What you will do - Everything from the line containing "Could you point to the woman in" to the last line of the records must be returned verbatim; nothing else belongs in the output.

[START Given records]

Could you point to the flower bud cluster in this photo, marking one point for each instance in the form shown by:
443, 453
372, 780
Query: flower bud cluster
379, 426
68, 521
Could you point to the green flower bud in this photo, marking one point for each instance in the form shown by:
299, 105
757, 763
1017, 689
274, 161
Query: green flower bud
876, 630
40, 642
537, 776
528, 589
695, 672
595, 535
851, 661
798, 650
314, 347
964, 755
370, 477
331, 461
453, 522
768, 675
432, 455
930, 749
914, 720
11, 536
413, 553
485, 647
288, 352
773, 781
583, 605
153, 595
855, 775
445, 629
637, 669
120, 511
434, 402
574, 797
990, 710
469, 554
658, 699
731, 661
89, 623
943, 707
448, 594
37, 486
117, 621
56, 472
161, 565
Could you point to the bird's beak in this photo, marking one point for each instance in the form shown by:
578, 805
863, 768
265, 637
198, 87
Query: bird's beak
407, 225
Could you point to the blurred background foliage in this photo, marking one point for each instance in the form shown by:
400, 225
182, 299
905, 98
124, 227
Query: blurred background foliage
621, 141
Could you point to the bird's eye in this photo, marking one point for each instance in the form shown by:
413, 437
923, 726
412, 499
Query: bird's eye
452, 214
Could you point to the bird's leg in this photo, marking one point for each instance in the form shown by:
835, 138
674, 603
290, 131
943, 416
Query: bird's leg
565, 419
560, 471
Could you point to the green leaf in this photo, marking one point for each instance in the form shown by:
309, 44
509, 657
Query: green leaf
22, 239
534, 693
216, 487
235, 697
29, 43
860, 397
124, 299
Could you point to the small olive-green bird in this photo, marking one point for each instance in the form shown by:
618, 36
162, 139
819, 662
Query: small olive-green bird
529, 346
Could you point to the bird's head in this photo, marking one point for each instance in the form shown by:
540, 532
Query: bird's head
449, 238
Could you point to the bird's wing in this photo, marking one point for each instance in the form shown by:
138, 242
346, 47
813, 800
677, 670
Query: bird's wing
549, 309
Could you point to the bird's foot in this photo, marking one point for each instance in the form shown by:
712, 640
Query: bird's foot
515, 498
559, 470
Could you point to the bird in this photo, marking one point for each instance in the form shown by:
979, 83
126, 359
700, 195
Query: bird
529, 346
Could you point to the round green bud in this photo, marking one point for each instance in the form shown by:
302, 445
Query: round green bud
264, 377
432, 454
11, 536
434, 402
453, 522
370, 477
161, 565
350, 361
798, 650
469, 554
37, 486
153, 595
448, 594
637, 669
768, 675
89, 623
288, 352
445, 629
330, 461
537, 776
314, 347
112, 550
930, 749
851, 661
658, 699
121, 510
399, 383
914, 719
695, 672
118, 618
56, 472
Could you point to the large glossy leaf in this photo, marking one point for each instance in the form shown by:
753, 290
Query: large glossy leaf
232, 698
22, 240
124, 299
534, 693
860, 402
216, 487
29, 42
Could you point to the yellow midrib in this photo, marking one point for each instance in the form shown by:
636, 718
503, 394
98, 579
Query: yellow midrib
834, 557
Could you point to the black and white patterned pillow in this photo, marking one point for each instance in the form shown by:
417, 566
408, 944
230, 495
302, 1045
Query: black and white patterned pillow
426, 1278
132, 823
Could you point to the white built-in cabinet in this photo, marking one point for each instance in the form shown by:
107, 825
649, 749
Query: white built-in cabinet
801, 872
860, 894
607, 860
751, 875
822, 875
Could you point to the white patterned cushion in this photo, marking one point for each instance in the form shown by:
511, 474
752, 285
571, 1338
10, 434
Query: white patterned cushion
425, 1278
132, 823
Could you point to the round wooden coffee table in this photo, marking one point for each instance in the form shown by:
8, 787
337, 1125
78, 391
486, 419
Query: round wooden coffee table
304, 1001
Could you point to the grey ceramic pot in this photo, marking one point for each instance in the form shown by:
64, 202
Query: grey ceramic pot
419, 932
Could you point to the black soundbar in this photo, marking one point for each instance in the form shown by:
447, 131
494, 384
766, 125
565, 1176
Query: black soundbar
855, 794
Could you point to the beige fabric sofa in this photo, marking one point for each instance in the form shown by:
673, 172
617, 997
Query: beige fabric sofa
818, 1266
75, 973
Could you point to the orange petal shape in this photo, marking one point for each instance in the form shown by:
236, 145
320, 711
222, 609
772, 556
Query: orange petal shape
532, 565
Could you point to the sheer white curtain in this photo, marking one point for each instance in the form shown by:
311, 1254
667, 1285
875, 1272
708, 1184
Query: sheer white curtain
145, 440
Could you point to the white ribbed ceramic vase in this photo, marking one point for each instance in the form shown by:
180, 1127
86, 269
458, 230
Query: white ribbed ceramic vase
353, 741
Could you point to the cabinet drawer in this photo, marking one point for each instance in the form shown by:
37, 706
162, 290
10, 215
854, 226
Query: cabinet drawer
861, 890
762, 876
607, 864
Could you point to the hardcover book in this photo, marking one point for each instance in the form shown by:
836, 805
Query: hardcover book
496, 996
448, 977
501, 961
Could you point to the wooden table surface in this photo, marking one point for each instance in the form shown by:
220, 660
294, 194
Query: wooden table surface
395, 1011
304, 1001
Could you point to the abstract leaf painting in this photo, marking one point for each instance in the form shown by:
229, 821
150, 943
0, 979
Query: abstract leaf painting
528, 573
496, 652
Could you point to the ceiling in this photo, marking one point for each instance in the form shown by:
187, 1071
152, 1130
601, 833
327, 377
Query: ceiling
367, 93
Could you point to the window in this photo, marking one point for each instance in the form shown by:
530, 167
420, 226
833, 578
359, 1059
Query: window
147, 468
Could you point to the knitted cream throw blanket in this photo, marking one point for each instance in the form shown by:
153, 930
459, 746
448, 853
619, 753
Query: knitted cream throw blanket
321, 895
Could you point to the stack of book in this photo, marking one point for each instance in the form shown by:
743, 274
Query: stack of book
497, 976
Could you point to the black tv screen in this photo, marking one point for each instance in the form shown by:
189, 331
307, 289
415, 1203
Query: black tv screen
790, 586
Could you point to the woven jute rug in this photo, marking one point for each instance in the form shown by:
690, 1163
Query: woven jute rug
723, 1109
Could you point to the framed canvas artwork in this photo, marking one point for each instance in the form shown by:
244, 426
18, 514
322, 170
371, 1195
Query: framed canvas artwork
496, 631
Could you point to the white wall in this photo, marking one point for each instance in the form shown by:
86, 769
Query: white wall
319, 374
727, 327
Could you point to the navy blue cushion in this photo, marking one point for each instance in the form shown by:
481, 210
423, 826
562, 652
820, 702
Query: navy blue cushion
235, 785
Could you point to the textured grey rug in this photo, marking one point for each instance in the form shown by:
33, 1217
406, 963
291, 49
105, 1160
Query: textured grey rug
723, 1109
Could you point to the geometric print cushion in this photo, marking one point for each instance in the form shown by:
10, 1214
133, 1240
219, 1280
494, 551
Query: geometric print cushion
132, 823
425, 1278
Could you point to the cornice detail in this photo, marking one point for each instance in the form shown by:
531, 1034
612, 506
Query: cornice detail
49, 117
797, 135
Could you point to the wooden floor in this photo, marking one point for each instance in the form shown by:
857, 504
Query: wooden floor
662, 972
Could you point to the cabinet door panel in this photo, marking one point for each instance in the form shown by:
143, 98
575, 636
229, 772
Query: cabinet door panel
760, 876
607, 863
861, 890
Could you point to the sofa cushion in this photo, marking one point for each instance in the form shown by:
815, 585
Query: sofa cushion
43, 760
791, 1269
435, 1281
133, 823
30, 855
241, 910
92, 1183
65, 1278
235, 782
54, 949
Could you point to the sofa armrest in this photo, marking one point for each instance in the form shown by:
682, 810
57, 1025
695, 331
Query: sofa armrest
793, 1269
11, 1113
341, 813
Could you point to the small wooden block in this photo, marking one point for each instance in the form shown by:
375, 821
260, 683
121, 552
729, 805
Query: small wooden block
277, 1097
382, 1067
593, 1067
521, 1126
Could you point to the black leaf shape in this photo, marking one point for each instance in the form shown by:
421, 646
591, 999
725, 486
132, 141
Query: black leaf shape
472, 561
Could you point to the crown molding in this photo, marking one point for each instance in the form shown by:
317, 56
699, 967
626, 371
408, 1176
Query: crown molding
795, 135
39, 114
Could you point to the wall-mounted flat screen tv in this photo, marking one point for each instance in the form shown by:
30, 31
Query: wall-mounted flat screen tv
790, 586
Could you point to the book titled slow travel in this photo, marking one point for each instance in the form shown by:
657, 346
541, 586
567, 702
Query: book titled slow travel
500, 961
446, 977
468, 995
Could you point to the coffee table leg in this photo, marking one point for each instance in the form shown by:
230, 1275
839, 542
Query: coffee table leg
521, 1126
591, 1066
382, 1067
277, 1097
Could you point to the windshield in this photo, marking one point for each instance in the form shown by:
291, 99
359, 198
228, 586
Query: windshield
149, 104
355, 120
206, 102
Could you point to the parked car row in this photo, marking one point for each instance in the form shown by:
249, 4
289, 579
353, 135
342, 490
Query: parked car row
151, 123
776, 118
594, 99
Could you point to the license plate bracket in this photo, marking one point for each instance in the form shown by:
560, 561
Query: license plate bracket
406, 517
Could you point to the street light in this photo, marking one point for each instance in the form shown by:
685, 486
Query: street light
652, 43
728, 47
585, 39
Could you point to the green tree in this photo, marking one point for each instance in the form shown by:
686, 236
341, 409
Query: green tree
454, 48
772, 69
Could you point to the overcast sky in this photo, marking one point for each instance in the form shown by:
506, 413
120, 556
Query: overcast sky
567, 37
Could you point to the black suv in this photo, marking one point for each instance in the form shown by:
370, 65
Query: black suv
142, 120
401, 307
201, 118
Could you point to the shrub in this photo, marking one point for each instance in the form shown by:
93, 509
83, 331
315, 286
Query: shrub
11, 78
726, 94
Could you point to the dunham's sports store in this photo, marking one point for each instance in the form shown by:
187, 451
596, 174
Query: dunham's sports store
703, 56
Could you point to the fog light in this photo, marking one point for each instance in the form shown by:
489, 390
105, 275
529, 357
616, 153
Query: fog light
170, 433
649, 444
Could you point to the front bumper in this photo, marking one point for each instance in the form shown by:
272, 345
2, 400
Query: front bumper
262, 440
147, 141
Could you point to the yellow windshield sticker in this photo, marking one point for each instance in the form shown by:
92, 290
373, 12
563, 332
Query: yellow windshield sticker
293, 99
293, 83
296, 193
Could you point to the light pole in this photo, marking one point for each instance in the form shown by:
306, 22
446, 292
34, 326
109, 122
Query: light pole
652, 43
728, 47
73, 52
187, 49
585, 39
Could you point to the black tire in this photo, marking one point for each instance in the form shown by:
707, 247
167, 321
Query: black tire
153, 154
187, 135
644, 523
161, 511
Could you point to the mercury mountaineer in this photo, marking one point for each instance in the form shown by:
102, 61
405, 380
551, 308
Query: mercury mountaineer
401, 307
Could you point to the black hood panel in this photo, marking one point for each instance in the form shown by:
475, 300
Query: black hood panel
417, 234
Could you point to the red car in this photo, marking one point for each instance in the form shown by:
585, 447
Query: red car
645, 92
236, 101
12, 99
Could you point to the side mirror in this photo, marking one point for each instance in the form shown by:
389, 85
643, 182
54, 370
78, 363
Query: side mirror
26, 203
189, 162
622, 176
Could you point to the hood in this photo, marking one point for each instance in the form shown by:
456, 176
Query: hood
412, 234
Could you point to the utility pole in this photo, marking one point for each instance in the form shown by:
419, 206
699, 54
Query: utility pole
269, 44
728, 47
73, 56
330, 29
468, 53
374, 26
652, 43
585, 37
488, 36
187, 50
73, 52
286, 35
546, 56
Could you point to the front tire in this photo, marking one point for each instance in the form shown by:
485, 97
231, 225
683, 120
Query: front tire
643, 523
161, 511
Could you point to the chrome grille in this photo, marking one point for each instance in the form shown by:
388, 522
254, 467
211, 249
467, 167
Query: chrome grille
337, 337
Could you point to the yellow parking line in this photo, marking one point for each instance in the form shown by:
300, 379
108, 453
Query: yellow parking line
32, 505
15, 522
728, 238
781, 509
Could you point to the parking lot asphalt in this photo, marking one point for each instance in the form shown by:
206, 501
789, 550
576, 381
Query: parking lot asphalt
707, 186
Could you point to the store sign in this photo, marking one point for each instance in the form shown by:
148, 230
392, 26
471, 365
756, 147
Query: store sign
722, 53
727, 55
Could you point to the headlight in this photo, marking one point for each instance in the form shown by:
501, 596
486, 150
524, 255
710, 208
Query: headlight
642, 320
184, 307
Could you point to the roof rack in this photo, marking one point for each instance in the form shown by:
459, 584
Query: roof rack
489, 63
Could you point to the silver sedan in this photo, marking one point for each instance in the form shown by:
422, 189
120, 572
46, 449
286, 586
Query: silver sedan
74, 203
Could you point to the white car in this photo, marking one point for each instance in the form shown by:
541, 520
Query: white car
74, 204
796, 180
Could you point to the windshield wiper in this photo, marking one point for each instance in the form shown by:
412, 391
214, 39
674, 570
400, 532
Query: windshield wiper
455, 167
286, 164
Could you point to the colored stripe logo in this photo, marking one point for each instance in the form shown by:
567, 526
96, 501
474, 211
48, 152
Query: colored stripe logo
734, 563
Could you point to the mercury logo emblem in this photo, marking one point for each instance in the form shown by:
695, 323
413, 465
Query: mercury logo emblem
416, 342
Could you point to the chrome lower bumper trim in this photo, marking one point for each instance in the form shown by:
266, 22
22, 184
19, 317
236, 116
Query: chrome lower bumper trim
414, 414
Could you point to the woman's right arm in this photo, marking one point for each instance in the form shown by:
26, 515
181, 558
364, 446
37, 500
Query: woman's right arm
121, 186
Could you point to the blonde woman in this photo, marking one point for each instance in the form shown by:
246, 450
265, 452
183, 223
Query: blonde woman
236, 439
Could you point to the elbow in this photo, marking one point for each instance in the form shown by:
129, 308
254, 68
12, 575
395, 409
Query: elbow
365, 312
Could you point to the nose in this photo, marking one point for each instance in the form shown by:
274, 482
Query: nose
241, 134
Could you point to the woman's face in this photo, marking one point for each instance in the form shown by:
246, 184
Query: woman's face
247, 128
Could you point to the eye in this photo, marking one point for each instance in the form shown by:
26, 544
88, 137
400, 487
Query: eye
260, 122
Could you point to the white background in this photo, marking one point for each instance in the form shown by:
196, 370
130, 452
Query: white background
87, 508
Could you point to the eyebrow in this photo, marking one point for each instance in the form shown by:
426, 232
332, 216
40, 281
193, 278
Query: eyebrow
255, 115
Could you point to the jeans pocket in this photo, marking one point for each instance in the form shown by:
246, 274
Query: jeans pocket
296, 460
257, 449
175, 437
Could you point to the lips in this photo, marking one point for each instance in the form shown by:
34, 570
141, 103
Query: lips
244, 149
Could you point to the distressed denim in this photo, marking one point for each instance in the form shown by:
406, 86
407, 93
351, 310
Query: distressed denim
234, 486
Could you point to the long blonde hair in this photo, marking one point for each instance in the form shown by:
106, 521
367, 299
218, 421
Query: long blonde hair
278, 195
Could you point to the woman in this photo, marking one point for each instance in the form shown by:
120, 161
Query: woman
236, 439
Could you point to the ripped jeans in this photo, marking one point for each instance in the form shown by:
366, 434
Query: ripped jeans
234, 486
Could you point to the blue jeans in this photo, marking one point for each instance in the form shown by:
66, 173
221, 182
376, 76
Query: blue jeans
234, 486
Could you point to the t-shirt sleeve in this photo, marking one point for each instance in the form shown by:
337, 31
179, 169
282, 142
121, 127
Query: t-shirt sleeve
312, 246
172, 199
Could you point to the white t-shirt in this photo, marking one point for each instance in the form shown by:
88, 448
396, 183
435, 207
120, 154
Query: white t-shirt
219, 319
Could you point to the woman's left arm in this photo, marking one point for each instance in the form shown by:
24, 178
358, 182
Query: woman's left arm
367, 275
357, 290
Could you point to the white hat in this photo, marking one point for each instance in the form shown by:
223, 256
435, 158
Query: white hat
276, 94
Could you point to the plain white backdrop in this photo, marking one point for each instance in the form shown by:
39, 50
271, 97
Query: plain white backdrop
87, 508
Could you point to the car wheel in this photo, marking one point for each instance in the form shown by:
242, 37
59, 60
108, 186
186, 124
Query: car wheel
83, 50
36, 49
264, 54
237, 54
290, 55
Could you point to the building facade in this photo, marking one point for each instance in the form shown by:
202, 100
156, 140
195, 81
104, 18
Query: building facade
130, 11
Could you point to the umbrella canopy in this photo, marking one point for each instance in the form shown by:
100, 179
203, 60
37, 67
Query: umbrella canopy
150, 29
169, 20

[END Given records]

Written answer -
Could you point to the woman in this photo, marking one point for each instance in the form shown by:
120, 161
Query: woman
236, 439
Could you point to the ripped jeans in this photo, marking one point for each instance in the form shown by:
366, 434
Query: ripped jeans
234, 486
Could you point to the blue jeans in this photo, marking one point for each instance in the form shown by:
66, 173
221, 182
376, 76
Query: blue jeans
234, 486
Could you point to the t-shirt sleeve in this photo, marking one point for each instance in the form shown by:
337, 31
179, 169
282, 142
121, 127
Query: t-shirt sleeve
312, 246
172, 199
Could you point to the white t-shirt in this photo, marking one point for each instance in the form shown by:
88, 448
396, 183
435, 207
120, 154
Query: white t-shirt
219, 319
Could you point to the woman's left arm in this photo, marking one point for each instance in the form shown by:
24, 178
358, 182
Query: woman's left arm
367, 275
357, 290
Could you point to the white hat in this photo, marking one point for each instance in the form shown by:
223, 256
435, 158
Query: white hat
276, 94
Could you point to the plain white backdrop in this photo, marking one point for each instance in the form shown by:
39, 50
271, 97
Query: plain white backdrop
87, 508
Could you point to the car wheel in this photo, marking one point for each instance in the form shown by:
242, 37
59, 60
108, 186
186, 124
Query: car wheel
83, 50
36, 49
264, 54
237, 54
290, 55
Could you point to the building facade in this photo, marking one point for each instance in the form shown by:
202, 100
156, 140
195, 81
104, 18
Query: building facade
130, 11
Could you point to the umbrella canopy in this photo, marking one point for each instance in the form shown by:
100, 179
203, 60
37, 67
Query: umbrella canopy
150, 29
169, 20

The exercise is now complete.